**WHAT THIS TASK INVOLVES**
Pictures do not belong in the copy; quote every entry below exactly.

Data extracted from a collection:
^^^^^^^^^^^^^^^^

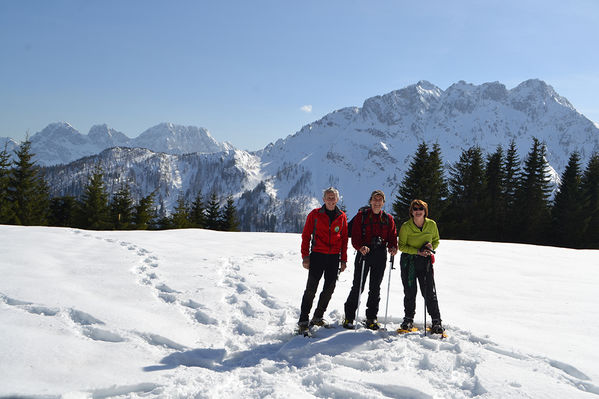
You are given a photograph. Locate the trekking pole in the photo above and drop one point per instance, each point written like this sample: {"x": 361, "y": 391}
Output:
{"x": 388, "y": 290}
{"x": 428, "y": 264}
{"x": 360, "y": 292}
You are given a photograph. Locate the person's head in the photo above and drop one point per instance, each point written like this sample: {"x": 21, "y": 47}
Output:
{"x": 418, "y": 208}
{"x": 377, "y": 200}
{"x": 330, "y": 196}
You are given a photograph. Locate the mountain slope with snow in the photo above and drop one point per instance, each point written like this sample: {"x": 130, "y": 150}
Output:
{"x": 197, "y": 313}
{"x": 356, "y": 149}
{"x": 61, "y": 143}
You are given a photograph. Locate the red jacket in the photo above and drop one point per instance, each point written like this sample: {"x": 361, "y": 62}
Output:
{"x": 374, "y": 226}
{"x": 326, "y": 237}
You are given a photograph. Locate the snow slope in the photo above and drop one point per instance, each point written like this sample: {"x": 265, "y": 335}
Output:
{"x": 203, "y": 314}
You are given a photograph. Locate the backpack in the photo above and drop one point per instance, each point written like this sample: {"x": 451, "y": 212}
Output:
{"x": 364, "y": 211}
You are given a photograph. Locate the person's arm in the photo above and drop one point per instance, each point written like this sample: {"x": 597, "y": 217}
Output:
{"x": 436, "y": 237}
{"x": 392, "y": 236}
{"x": 307, "y": 236}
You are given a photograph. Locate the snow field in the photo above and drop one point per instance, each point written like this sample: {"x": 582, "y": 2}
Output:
{"x": 195, "y": 313}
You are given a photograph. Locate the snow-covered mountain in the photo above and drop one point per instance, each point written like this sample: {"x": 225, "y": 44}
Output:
{"x": 61, "y": 143}
{"x": 359, "y": 149}
{"x": 169, "y": 175}
{"x": 9, "y": 144}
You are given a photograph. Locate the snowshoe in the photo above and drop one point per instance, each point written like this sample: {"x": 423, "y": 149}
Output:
{"x": 407, "y": 324}
{"x": 437, "y": 328}
{"x": 303, "y": 328}
{"x": 320, "y": 322}
{"x": 349, "y": 324}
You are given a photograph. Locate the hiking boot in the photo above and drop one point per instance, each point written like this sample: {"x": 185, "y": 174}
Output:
{"x": 407, "y": 324}
{"x": 348, "y": 323}
{"x": 372, "y": 324}
{"x": 303, "y": 326}
{"x": 320, "y": 322}
{"x": 437, "y": 328}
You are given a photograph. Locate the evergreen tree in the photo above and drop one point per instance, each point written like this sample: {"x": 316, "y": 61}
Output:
{"x": 6, "y": 214}
{"x": 423, "y": 180}
{"x": 435, "y": 184}
{"x": 144, "y": 212}
{"x": 465, "y": 218}
{"x": 180, "y": 216}
{"x": 197, "y": 214}
{"x": 62, "y": 211}
{"x": 27, "y": 190}
{"x": 512, "y": 179}
{"x": 590, "y": 194}
{"x": 566, "y": 214}
{"x": 94, "y": 213}
{"x": 532, "y": 198}
{"x": 121, "y": 209}
{"x": 213, "y": 213}
{"x": 494, "y": 197}
{"x": 229, "y": 220}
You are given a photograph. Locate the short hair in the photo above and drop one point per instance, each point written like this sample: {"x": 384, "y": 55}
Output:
{"x": 377, "y": 192}
{"x": 330, "y": 190}
{"x": 420, "y": 203}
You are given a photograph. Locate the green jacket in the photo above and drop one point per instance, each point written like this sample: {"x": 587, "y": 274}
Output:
{"x": 411, "y": 239}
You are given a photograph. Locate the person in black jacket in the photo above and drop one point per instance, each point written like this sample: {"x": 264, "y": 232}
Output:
{"x": 373, "y": 234}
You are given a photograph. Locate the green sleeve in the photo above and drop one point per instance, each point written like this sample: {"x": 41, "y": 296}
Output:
{"x": 403, "y": 241}
{"x": 436, "y": 238}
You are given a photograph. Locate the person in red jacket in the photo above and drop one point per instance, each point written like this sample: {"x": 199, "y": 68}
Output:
{"x": 373, "y": 234}
{"x": 326, "y": 232}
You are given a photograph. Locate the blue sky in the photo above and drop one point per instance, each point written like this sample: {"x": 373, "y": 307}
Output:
{"x": 252, "y": 72}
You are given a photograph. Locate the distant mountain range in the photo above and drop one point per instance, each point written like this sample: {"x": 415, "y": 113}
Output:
{"x": 60, "y": 143}
{"x": 357, "y": 149}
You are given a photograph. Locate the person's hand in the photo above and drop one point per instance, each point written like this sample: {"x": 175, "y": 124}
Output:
{"x": 306, "y": 263}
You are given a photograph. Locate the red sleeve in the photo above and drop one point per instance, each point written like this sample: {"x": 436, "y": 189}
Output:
{"x": 357, "y": 232}
{"x": 392, "y": 239}
{"x": 307, "y": 235}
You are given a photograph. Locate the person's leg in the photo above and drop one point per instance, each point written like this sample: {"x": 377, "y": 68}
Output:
{"x": 377, "y": 272}
{"x": 330, "y": 280}
{"x": 408, "y": 279}
{"x": 351, "y": 302}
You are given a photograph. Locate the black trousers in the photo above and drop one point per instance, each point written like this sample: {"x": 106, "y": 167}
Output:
{"x": 414, "y": 267}
{"x": 376, "y": 261}
{"x": 319, "y": 264}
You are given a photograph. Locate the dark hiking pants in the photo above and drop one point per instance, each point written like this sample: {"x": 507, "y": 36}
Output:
{"x": 414, "y": 267}
{"x": 319, "y": 264}
{"x": 376, "y": 261}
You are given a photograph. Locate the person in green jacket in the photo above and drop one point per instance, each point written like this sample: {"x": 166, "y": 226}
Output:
{"x": 418, "y": 237}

^^^^^^^^^^^^^^^^

**ANSWER TO THIS PROBLEM**
You are given a photograph. Locate the trekking pole in the photo above and drop one point per instance, each point written like this sample: {"x": 361, "y": 391}
Output:
{"x": 388, "y": 290}
{"x": 428, "y": 264}
{"x": 360, "y": 292}
You are given a photograph. Locate the person's head in the photo above and drop one point per instance, each point written like this sample: {"x": 21, "y": 47}
Output:
{"x": 418, "y": 208}
{"x": 377, "y": 200}
{"x": 330, "y": 196}
You are given a photograph. Locate the mountain slope with snow in the photo above and drop one point per instance, each point written like this sample: {"x": 130, "y": 150}
Output:
{"x": 197, "y": 313}
{"x": 356, "y": 149}
{"x": 61, "y": 143}
You are given a photograph. Locate the red jacket in the photo above and drop one point per instance, each point written like this sample: {"x": 361, "y": 62}
Output:
{"x": 374, "y": 226}
{"x": 326, "y": 237}
You are given a photograph. Locate the snow slope in the photo above and drop one point per instance, each point written like this sample: {"x": 265, "y": 335}
Output:
{"x": 203, "y": 314}
You are given a photograph. Locate the backpack in the photo above and drop one point per instance, each point written like this sample: {"x": 451, "y": 212}
Output:
{"x": 364, "y": 211}
You are given a photograph. Locate the person's arm in the photo above and drop one point per instance, each point written like this sample: {"x": 597, "y": 217}
Output:
{"x": 436, "y": 237}
{"x": 392, "y": 236}
{"x": 307, "y": 236}
You are given a photograph. Locate the snow field in the photo above and drop one point per instance, each point written like this sample: {"x": 582, "y": 2}
Output:
{"x": 195, "y": 313}
You are given a photograph. Locate the snow-covered mountain in the photo above and drop one point per instance, each point written like this sample: {"x": 225, "y": 44}
Output:
{"x": 61, "y": 143}
{"x": 359, "y": 149}
{"x": 169, "y": 175}
{"x": 9, "y": 144}
You are given a photograph. Locate the snowshoe in the photo above and drop one point per instance, each point written like this sample: {"x": 423, "y": 149}
Output:
{"x": 407, "y": 324}
{"x": 437, "y": 328}
{"x": 303, "y": 328}
{"x": 320, "y": 322}
{"x": 349, "y": 324}
You are given a photograph. Locate the hiking boot in the photo above and drop one point per instance, each point written like this sample: {"x": 185, "y": 174}
Output:
{"x": 407, "y": 324}
{"x": 348, "y": 323}
{"x": 372, "y": 324}
{"x": 303, "y": 326}
{"x": 320, "y": 322}
{"x": 437, "y": 328}
You are given a photograph. Locate the evergreen tree in the photo above and drop one point per instance, each point written like this sample: {"x": 316, "y": 61}
Output:
{"x": 6, "y": 214}
{"x": 423, "y": 180}
{"x": 435, "y": 184}
{"x": 144, "y": 212}
{"x": 465, "y": 218}
{"x": 180, "y": 216}
{"x": 197, "y": 214}
{"x": 62, "y": 211}
{"x": 27, "y": 190}
{"x": 512, "y": 179}
{"x": 590, "y": 194}
{"x": 566, "y": 214}
{"x": 94, "y": 213}
{"x": 532, "y": 198}
{"x": 121, "y": 209}
{"x": 213, "y": 213}
{"x": 494, "y": 197}
{"x": 229, "y": 220}
You are given a photograph. Locate the short hair in the photo above and drop one point per instance, each point written like this sample: {"x": 384, "y": 55}
Output:
{"x": 377, "y": 192}
{"x": 330, "y": 190}
{"x": 420, "y": 203}
You are given a photograph. Locate the green jacket in the photo above and drop one point per instance, each point written like this sample: {"x": 587, "y": 274}
Output:
{"x": 411, "y": 239}
You are given a photograph. Locate the person in black jacket in the photo above and drop one point per instance, each point written like this sample: {"x": 264, "y": 232}
Output:
{"x": 373, "y": 234}
You are given a photograph. Locate the green sleeve in the photo above and drop one point per instance, each point written like this sample: {"x": 41, "y": 296}
Output:
{"x": 403, "y": 241}
{"x": 436, "y": 238}
You are given a photograph. Locate the person in red jacket in the photo above and drop one point per instance, each point written like this sample: {"x": 199, "y": 68}
Output:
{"x": 373, "y": 234}
{"x": 326, "y": 232}
You are given a photograph. Locate the blue sky in the photo above and drop one point per instance, each point written like this sample: {"x": 373, "y": 307}
Output:
{"x": 252, "y": 72}
You are given a photograph. Locate the distant mountain range in the photo above and drop one point per instance, each point written like this sample: {"x": 415, "y": 113}
Output:
{"x": 60, "y": 143}
{"x": 357, "y": 149}
You are given a photograph. Locate the person's hand in the photo above and drop one point per instance, each point written like this sample: {"x": 175, "y": 124}
Output:
{"x": 306, "y": 263}
You are given a photograph. Locate the red sleeve in the photo above and drop one point per instance, each point written like this sample: {"x": 436, "y": 189}
Output:
{"x": 357, "y": 232}
{"x": 392, "y": 239}
{"x": 307, "y": 235}
You are given a photograph. Locate the person's leg in the photo above and drop one point per instance, each point written like this sample: {"x": 377, "y": 68}
Output:
{"x": 377, "y": 272}
{"x": 330, "y": 280}
{"x": 408, "y": 279}
{"x": 351, "y": 302}
You are given a photograph. Locate the black trousers in the photo above and drop one point per instance, each point written like this sample: {"x": 106, "y": 167}
Output:
{"x": 414, "y": 267}
{"x": 376, "y": 261}
{"x": 319, "y": 264}
You are given a photograph. Locate the dark hiking pants in the photo above and drop one point per instance, each point written like this sample: {"x": 507, "y": 36}
Output:
{"x": 414, "y": 267}
{"x": 319, "y": 264}
{"x": 376, "y": 261}
You are given a photograph. Locate the person in green jacket in the photo above and drop one point per instance, each point written like this sample: {"x": 166, "y": 226}
Output:
{"x": 418, "y": 237}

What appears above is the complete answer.